(Photo-based referring expression data)

>>>>>

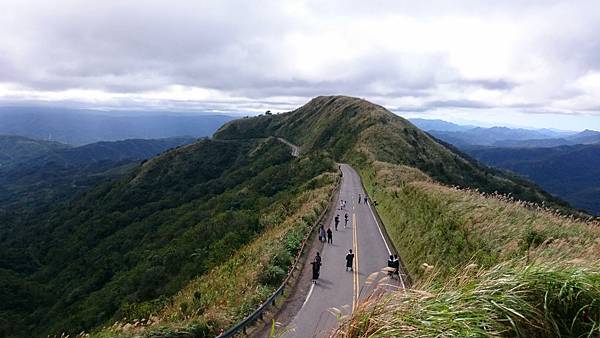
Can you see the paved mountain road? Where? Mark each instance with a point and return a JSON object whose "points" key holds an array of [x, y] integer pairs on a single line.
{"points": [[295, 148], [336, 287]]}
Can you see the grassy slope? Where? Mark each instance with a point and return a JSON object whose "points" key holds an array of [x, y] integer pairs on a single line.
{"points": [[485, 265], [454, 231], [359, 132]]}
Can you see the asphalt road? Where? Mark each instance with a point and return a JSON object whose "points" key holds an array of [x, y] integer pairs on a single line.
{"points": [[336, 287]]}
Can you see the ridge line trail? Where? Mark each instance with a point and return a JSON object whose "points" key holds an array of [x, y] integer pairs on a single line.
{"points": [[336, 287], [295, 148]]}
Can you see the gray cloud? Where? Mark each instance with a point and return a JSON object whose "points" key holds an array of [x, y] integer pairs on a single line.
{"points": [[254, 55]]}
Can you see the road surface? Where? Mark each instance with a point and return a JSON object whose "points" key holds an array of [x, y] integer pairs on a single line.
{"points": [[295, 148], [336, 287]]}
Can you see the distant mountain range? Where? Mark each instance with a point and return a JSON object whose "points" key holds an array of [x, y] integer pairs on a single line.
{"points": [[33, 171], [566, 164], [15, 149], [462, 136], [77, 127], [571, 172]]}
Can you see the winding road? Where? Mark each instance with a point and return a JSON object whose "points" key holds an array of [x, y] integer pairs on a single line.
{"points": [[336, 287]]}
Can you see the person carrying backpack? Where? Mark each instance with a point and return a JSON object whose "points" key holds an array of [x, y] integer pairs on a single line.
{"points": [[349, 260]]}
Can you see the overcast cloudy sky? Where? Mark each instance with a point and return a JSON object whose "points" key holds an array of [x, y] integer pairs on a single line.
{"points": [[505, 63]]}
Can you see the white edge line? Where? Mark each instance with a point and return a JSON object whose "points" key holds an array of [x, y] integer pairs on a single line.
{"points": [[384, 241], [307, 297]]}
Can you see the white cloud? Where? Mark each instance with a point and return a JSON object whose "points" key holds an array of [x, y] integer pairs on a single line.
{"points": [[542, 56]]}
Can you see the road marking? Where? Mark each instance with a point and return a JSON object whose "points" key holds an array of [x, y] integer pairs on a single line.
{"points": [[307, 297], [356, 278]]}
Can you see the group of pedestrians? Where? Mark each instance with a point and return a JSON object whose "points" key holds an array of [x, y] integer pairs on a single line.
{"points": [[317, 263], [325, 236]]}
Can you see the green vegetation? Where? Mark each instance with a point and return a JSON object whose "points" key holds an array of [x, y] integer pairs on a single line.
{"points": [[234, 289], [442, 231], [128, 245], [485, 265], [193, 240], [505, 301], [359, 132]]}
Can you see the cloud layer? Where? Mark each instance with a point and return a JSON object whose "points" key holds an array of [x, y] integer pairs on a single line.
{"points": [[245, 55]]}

<<<<<

» EXERCISE DESCRIPTION
Please copy the line that holds "Can you see the distant" and each line under it through the last line above, exactly as they stand, adding nothing.

» SOLUTION TO THIS TASK
Can you see the distant mountain range? Where? Mark each instance with a point and return a JSON object whose "points" key holds an array of [x, y] integer pairs on a single line.
{"points": [[33, 171], [566, 164], [15, 149], [462, 136], [77, 127], [571, 172]]}
Can you see the winding road? Where? Mark each instance with a point and return a JSON object whose "points" key holds an array of [x, y] integer pairs on a single line.
{"points": [[336, 287]]}
Can you see the person carrying backpack? Where? Mark each instance with a point and return a JSON object whose "points" key holds an array of [x, y] integer pairs on a single line.
{"points": [[349, 260]]}
Can you see the overcast cloudy sky? Where? Mark each instance with a point and return a JSON object whose "points" key holds an array of [x, y] integer pairs on a single line.
{"points": [[505, 63]]}
Can you see the white edge line? Where? Mark each instance with a point and return a JSON object whose "points" key holds an array of [x, y] integer pairs on a single line.
{"points": [[384, 241], [307, 297]]}
Can you see the white cloud? Where? Mark each instance with a point and return a JSON object whose "points" key holds an array of [x, y] integer pairs on a single line.
{"points": [[542, 56]]}
Can you see the road marking? Where? Mark each instance with a point and return a JSON object whose "points" key holds an array of [x, y] integer pairs on a single line.
{"points": [[307, 297], [356, 278]]}
Can you see the group of pedestrians? Where? Mark each instance with a point and return a JSON object whose "points" key holds an array of [x, y] integer pairs on a single line.
{"points": [[317, 263], [325, 236]]}
Can you see the green vegetation? Where? Mark each instance with a point and return a JSON object whose "points" key holds an array of [x, y] integer pairs on a single line.
{"points": [[234, 289], [442, 231], [128, 245], [485, 265], [193, 240], [505, 301], [359, 132]]}
Can you see the cloud layer? Where? Mark each instance with a point and return a JSON object whose "points" key holds an array of [x, y] integer pairs on a single line.
{"points": [[245, 55]]}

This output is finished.